### [TASKS TO COMPLETE]
[1] In the passage on Mother's Day sermons, reproduce word for word everything from "At this point, though, I" down to "But I protest.".
[2] Write the next part of the passage about Mother's Day in church, picking up right after its last sentence.

[Begin TEXT SEGMENT]

However well-meaning, Mother’s Day messages from the pulpit can be disturbing as well. Amy, who married later in life and is mom to stepchildren, told me she is weary of sermons that glorify motherhood and tending a home. Some pastors go so far as to say or imply that a life of motherhood and housekeeping is a woman’s highest calling. Judy, a theologian who teaches around the world, recalls a Mother’s Day sermon on the Proverbs 31 woman ending with an admonition for all women to recommit themselves to domestic tasks and to “working with their hands.” Carrie, a devoted mother of five who has beautifully cared for her home and family, tells me after the day’s specially-themed sermon on motherhood, inevitably, she leaves feeling like a failure. Let us all confess: Mother’s Day is a mess.

At this point, though, I want to pause and give a bouquet to every pastor. Whatever the mistakes and insensitivities, ministers have an impossible job as they face Mother’s Day. How can they honor mothers without wounding others in their congregation? Most deserve kudos for bravely stepping into this minefield. But perhaps they shouldn’t even try?

Many of the 150 respondents I asked said, “Leave Mother’s Day to Hallmark and leave church for worshiping Jesus.” But I protest.

[End TEXT SEGMENT]
[Begin SUPPLIED RECORDS]

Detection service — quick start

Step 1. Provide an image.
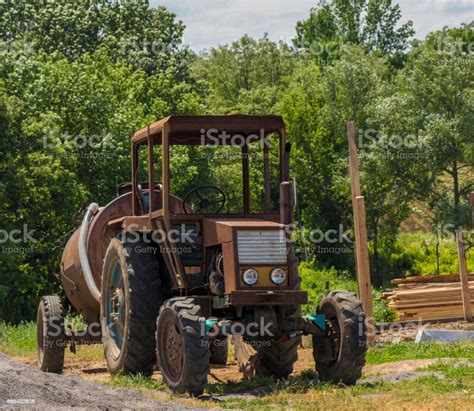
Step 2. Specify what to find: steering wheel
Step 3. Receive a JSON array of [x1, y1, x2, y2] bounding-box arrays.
[[183, 186, 225, 214]]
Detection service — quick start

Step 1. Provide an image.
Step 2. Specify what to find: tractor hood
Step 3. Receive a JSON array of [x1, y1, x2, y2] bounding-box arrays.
[[203, 218, 285, 247]]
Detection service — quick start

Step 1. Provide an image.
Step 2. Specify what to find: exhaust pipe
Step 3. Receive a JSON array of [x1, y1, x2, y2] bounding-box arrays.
[[79, 203, 100, 302]]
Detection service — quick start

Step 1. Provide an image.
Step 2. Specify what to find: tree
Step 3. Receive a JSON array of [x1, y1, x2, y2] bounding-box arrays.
[[0, 0, 191, 80], [193, 35, 294, 114], [386, 24, 474, 227], [294, 0, 415, 64]]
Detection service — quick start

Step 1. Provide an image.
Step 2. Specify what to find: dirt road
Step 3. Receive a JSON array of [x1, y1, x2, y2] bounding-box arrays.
[[0, 353, 198, 410]]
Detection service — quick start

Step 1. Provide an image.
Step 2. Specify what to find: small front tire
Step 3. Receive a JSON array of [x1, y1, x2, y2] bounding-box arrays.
[[313, 291, 367, 385], [156, 297, 210, 396]]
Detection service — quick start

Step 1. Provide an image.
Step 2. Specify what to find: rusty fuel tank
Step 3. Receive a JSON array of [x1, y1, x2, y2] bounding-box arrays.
[[61, 193, 132, 323]]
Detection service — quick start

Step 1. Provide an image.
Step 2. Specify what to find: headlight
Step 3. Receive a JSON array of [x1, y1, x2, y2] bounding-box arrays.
[[242, 268, 258, 285], [270, 268, 286, 285]]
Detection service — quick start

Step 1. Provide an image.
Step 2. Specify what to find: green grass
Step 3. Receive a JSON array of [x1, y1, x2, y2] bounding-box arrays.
[[107, 375, 167, 390], [366, 342, 474, 364], [0, 323, 474, 410]]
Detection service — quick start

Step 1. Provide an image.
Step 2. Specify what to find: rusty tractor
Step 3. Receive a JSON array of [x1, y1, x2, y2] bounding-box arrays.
[[38, 115, 367, 395]]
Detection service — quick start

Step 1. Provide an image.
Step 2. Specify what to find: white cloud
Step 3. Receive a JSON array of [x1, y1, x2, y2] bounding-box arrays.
[[151, 0, 474, 50]]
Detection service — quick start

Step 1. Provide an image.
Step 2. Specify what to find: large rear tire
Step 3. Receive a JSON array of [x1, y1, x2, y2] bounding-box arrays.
[[156, 297, 210, 396], [313, 291, 367, 385], [36, 295, 67, 374], [100, 238, 163, 375]]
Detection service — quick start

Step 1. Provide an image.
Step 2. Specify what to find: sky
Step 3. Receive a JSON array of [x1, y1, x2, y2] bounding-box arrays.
[[151, 0, 474, 51]]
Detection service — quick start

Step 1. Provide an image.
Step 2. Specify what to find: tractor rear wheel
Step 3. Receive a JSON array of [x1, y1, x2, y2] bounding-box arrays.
[[233, 336, 301, 379], [100, 238, 163, 375], [156, 297, 210, 396], [313, 291, 367, 385], [36, 295, 66, 374]]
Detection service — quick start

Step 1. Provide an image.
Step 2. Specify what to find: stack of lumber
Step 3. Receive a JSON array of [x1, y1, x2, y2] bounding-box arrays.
[[384, 274, 474, 321]]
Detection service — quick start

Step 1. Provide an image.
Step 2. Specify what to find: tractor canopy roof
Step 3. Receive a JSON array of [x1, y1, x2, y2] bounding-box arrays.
[[132, 114, 285, 145]]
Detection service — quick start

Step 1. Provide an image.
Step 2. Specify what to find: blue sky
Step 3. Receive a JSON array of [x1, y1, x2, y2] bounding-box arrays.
[[151, 0, 474, 51]]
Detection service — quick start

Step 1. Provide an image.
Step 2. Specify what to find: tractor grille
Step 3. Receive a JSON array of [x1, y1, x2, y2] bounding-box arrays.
[[237, 230, 287, 265]]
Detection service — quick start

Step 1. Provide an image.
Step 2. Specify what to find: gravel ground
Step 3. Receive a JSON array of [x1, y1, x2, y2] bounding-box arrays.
[[0, 353, 199, 410]]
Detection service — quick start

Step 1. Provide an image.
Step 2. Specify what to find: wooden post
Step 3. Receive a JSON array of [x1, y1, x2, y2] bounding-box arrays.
[[456, 229, 472, 321], [347, 122, 374, 330], [469, 193, 474, 230], [354, 196, 373, 317]]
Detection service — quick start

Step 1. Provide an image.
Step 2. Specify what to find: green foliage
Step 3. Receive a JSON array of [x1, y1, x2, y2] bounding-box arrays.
[[294, 0, 415, 64]]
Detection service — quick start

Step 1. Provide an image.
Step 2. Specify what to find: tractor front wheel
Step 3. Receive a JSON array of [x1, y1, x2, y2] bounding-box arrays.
[[156, 297, 210, 396], [313, 291, 367, 385], [100, 238, 163, 375]]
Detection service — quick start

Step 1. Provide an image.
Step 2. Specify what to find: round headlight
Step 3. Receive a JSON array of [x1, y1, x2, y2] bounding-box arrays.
[[242, 268, 258, 285], [270, 268, 286, 285]]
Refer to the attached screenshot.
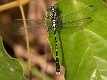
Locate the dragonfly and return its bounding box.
[7,5,96,74]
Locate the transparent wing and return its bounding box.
[11,19,47,36]
[59,5,96,23]
[57,17,93,34]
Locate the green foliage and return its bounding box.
[46,0,107,80]
[0,37,27,80]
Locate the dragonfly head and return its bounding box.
[48,6,58,13]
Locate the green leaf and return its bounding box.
[0,37,27,80]
[48,0,107,80]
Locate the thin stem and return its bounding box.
[18,0,32,80]
[0,0,30,12]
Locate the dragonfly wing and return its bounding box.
[59,5,96,23]
[57,17,93,34]
[9,19,47,36]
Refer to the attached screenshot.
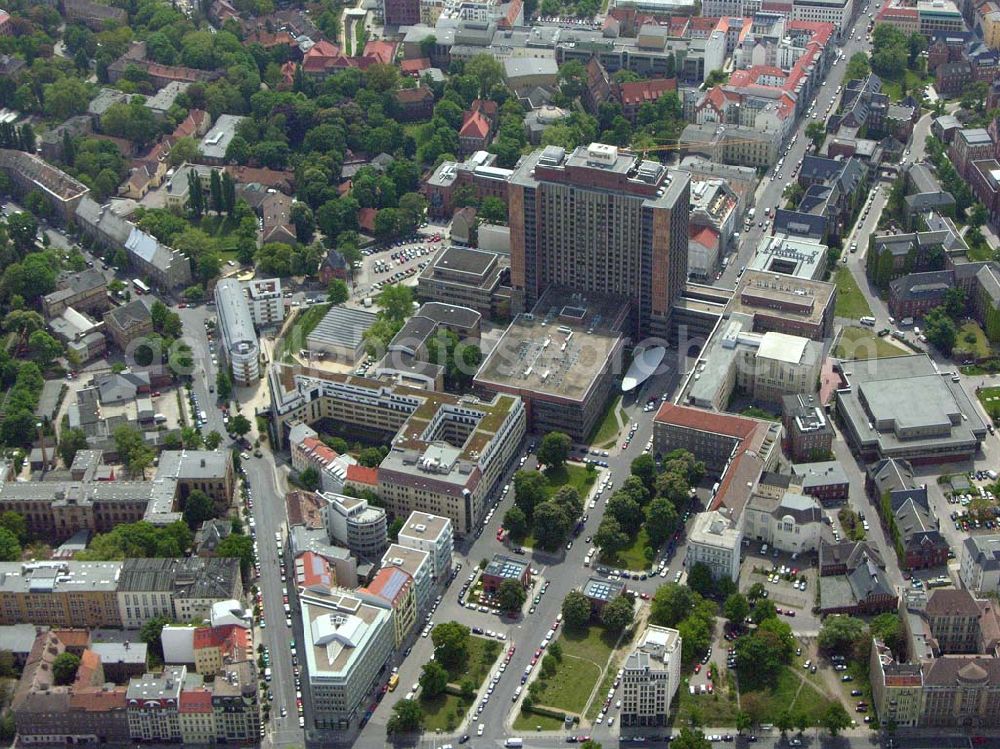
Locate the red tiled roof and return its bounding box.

[End SUPPLIED RECORDS]

### [ANSWERS PROVIDED]
[1]
At this point, though, I want to pause and give a bouquet to every pastor. Whatever the mistakes and insensitivities, ministers have an impossible job as they face Mother’s Day. How can they honor mothers without wounding others in their congregation? Most deserve kudos for bravely stepping into this minefield. But perhaps they shouldn’t even try?

Many of the 150 respondents I asked said, “Leave Mother’s Day to Hallmark and leave church for worshiping Jesus.” But I protest.

[2]
We can’t—and shouldn’t—ignore it

We can’t ignore Mother’s Day in church any more than we can ignore Christmas—nor should we. The world blares messages of consumerism, yes, but also of love and appreciation for mothers. For the church to stay silent would be worse than celebrating it badly. All of us who mother (whether we work outside the home or not) need this affirmation and encouragement in a culture that appears increasingly to honor work and career above raising children. Despite the sometimes unbiblical hyperbole we may hear in sermons (that motherhood is our highest calling), the truth remains that mothering is a high calling, designed by God himself as a crucible of love, blessing, and regeneration. Mary, the mother of Jesus, reminds us all to willingly offer our bodies and lives for the bringing of life and the redemptive purposes of God. Mothers in the trenches can forget this. During the 20-plus years I was either pregnant, nursing, or potty training, I struggled, unseen and silent, with combat fatigue and exhaustion. During that period in particular, Mother’s Day—at home and at church—offered a day of renewal and remembrance.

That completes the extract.